# What the task requires
Convert every line of the rows below into a numbered list, omitting the blank lines. Leave the pictures out of the answer.

[Stored records]
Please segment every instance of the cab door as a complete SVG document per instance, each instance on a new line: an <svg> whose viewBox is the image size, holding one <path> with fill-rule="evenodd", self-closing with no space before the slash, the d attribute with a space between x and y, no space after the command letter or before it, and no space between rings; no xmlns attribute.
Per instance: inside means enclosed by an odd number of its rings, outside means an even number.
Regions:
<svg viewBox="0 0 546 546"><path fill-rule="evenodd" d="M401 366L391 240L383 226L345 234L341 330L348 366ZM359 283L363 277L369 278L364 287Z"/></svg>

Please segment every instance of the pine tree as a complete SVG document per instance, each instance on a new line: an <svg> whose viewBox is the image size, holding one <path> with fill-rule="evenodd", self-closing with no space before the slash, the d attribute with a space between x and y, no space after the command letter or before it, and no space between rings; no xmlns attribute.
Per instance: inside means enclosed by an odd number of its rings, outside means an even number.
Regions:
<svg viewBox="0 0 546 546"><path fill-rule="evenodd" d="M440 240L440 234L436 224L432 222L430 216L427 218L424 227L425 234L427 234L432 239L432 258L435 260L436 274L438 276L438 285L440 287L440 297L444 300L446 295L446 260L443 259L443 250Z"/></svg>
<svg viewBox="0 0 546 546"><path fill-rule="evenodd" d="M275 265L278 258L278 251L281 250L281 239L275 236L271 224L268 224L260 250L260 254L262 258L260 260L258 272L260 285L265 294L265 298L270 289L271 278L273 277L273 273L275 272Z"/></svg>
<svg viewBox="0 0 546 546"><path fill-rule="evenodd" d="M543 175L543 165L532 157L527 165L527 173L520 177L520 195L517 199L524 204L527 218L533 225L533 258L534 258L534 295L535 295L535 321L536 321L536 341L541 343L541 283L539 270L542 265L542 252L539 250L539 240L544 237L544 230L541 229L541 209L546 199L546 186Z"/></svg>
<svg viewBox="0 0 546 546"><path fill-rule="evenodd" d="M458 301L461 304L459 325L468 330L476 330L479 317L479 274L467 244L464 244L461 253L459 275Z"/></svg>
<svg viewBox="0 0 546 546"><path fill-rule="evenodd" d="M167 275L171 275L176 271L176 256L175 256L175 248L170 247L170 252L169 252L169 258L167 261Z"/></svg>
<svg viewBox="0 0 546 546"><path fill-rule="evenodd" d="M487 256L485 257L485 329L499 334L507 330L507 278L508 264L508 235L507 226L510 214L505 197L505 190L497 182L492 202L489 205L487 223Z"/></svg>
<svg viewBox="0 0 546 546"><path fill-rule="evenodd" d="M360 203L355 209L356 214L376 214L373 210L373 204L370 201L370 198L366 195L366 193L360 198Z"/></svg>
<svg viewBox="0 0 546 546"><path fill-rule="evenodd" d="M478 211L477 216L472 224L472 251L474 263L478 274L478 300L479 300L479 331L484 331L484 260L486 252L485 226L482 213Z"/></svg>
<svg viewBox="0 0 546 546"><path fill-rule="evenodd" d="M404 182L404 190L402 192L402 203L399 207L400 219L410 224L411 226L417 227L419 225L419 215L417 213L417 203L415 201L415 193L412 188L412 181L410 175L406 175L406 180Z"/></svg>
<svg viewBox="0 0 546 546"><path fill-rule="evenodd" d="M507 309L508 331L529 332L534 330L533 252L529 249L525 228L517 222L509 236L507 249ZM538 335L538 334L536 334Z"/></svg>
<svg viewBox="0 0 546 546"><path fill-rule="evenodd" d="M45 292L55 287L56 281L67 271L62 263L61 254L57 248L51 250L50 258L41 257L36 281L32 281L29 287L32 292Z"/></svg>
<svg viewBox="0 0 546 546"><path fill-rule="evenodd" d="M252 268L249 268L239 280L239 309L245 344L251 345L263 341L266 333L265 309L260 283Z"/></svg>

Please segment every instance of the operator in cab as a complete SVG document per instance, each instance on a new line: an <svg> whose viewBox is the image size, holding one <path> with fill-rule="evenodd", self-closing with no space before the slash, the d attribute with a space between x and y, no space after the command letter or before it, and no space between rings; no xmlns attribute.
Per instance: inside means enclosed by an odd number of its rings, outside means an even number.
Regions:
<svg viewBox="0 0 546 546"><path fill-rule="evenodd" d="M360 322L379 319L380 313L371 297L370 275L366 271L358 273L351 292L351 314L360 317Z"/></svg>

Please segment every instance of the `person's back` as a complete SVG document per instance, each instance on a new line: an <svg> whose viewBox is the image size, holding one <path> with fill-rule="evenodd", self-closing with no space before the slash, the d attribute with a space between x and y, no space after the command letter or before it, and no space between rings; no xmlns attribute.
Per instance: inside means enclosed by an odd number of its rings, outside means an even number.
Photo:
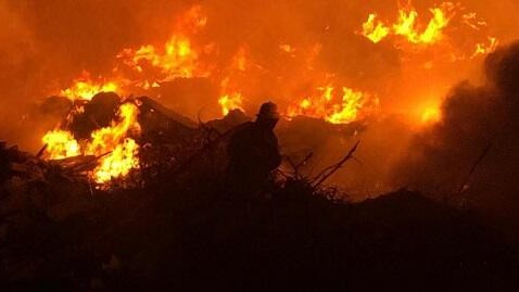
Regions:
<svg viewBox="0 0 519 292"><path fill-rule="evenodd" d="M279 117L274 103L262 105L257 119L240 126L227 147L228 175L239 189L260 190L281 163L274 128Z"/></svg>

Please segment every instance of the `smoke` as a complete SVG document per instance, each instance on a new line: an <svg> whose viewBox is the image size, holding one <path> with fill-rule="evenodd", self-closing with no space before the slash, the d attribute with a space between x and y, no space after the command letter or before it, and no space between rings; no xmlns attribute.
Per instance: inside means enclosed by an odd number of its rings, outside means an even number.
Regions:
<svg viewBox="0 0 519 292"><path fill-rule="evenodd" d="M519 42L489 55L485 81L456 86L443 120L415 137L396 181L510 216L519 208Z"/></svg>

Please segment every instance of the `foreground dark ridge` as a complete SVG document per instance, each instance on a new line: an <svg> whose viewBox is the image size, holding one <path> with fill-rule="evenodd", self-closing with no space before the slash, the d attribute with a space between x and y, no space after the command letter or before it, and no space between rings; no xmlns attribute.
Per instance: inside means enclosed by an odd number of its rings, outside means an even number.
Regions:
<svg viewBox="0 0 519 292"><path fill-rule="evenodd" d="M301 181L271 198L211 180L93 195L18 182L2 187L2 291L498 291L518 279L498 237L405 190L349 205Z"/></svg>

# Reply
1. Please segment every instance of the cab door as a complete SVG document per instance, each instance on a new line: an <svg> whose viewBox is the image size, holding one <path> with fill-rule="evenodd", self-closing with no space before the slash, the d attribute with a space between x and y, no space after the command letter or before it, and no space between rings; no xmlns attribute.
2. Per instance: inside means enclosed by an odd number of its rings, outside means an even number.
3. Regions:
4. <svg viewBox="0 0 546 546"><path fill-rule="evenodd" d="M401 366L391 240L383 226L345 234L341 330L348 366ZM359 283L363 277L369 278L364 287Z"/></svg>
5. Please segment every instance of the pine tree as a complete SVG document per instance, each instance on a new line: an <svg> whose viewBox is the image size, holding one <path> with fill-rule="evenodd", self-closing with no space before the slash, the d attribute with a space between x and y, no space after the command letter or before it, and no space between rings; no xmlns attribute.
6. Per instance: inside means enclosed by an odd number of its rings, outside means an even number.
7. Regions:
8. <svg viewBox="0 0 546 546"><path fill-rule="evenodd" d="M440 240L440 234L436 224L432 222L430 216L427 218L424 227L425 234L427 234L432 239L432 258L435 260L436 274L438 276L438 285L440 287L440 297L444 300L446 295L446 260L443 259L443 250Z"/></svg>
9. <svg viewBox="0 0 546 546"><path fill-rule="evenodd" d="M275 265L278 258L278 251L281 250L281 239L275 236L271 224L268 224L260 250L260 254L262 258L260 260L258 272L260 285L265 294L265 298L270 289L271 278L273 277L273 273L275 272Z"/></svg>
10. <svg viewBox="0 0 546 546"><path fill-rule="evenodd" d="M543 175L543 165L532 157L527 165L527 173L520 177L520 195L517 199L524 204L527 218L533 225L533 258L534 258L534 295L535 295L535 321L536 321L536 341L541 343L541 283L539 270L542 265L542 252L539 250L539 240L544 237L544 230L541 229L541 209L546 199L546 186Z"/></svg>
11. <svg viewBox="0 0 546 546"><path fill-rule="evenodd" d="M458 301L461 304L459 325L468 330L476 330L479 317L479 274L467 244L464 244L461 253L459 275Z"/></svg>
12. <svg viewBox="0 0 546 546"><path fill-rule="evenodd" d="M167 275L171 275L176 271L176 256L175 256L175 248L170 247L170 252L169 252L169 258L167 261Z"/></svg>
13. <svg viewBox="0 0 546 546"><path fill-rule="evenodd" d="M487 256L485 257L485 329L499 334L507 330L507 278L508 264L508 235L507 226L510 214L505 197L505 190L497 182L492 202L489 205L487 223Z"/></svg>
14. <svg viewBox="0 0 546 546"><path fill-rule="evenodd" d="M360 203L355 209L356 214L376 214L373 210L373 204L370 201L370 198L366 195L366 193L360 198Z"/></svg>
15. <svg viewBox="0 0 546 546"><path fill-rule="evenodd" d="M478 211L477 216L472 224L472 251L474 263L478 274L478 300L479 300L479 331L484 331L484 260L486 252L485 226L482 213Z"/></svg>
16. <svg viewBox="0 0 546 546"><path fill-rule="evenodd" d="M404 182L404 190L402 192L402 203L399 207L400 219L410 224L411 226L417 227L419 225L419 215L417 213L417 203L415 201L415 193L412 188L412 181L410 175L406 175L406 180Z"/></svg>
17. <svg viewBox="0 0 546 546"><path fill-rule="evenodd" d="M507 309L508 331L529 332L534 330L533 252L529 249L525 228L517 222L509 236L507 249ZM538 335L538 334L536 334Z"/></svg>
18. <svg viewBox="0 0 546 546"><path fill-rule="evenodd" d="M45 292L55 287L56 281L67 271L62 263L61 254L57 248L51 250L50 258L41 257L36 281L32 281L29 287L32 292Z"/></svg>
19. <svg viewBox="0 0 546 546"><path fill-rule="evenodd" d="M252 268L249 268L239 280L239 309L245 344L251 345L263 341L266 333L265 309L260 283Z"/></svg>
20. Please segment every instance of the operator in cab as a complete SVG document per instance, each instance on a new line: an <svg> whose viewBox is the image size, holding one <path> with fill-rule="evenodd", self-closing with no space before the slash, the d attribute with a space between x and y, no space after the command letter or before it, and no space between rings; no xmlns attribute.
21. Per instance: inside means enclosed by an odd number of its rings, outside means an even number.
22. Regions:
23. <svg viewBox="0 0 546 546"><path fill-rule="evenodd" d="M360 322L379 319L380 313L371 297L370 275L366 271L358 273L351 292L351 314L360 317Z"/></svg>
24. Please segment every instance of the `person's back` as a complete SVG document per instance, each instance on a new line: an <svg> whose viewBox is the image size, holding one <path> with fill-rule="evenodd", self-closing with no space before the slash, the d attribute with a space between x and y, no space after the command letter or before it, and no space between rings; no xmlns attribute.
25. Per instance: inside means enclosed by an odd number of its rings, outside means an even number.
26. Photo:
27. Regions:
28. <svg viewBox="0 0 519 292"><path fill-rule="evenodd" d="M279 117L274 103L262 105L257 119L240 126L227 147L228 175L239 189L260 190L281 163L274 128Z"/></svg>
29. Please segment every instance of the `smoke` as a complete SVG document per instance, each instance on a new line: an <svg> whose viewBox is the image size, holding one <path> with fill-rule="evenodd", self-closing with no space before the slash, the d attribute with a space between x and y, no space after the command letter or before it, and no space between rings; no xmlns attribute.
30. Per instance: inside means enclosed by an odd number of its rings, outside means an even number.
31. Regions:
32. <svg viewBox="0 0 519 292"><path fill-rule="evenodd" d="M519 42L489 55L485 81L456 86L443 120L415 137L396 181L510 216L519 208Z"/></svg>
33. Please segment every instance of the `foreground dark ridge` as a complete SVG document per instance, each instance on a new line: an <svg> whose viewBox is the image size, holding one <path> with fill-rule="evenodd", self-closing with no space before the slash, the d attribute with a space between x and y, no space after the command letter or before it, and no space between rings; no xmlns attribute.
34. Per instance: inside means enclosed by an odd number of its rings, outside means an even number.
35. Regions:
36. <svg viewBox="0 0 519 292"><path fill-rule="evenodd" d="M301 181L271 198L211 180L93 195L18 182L2 187L2 291L498 291L518 279L498 237L405 190L349 205Z"/></svg>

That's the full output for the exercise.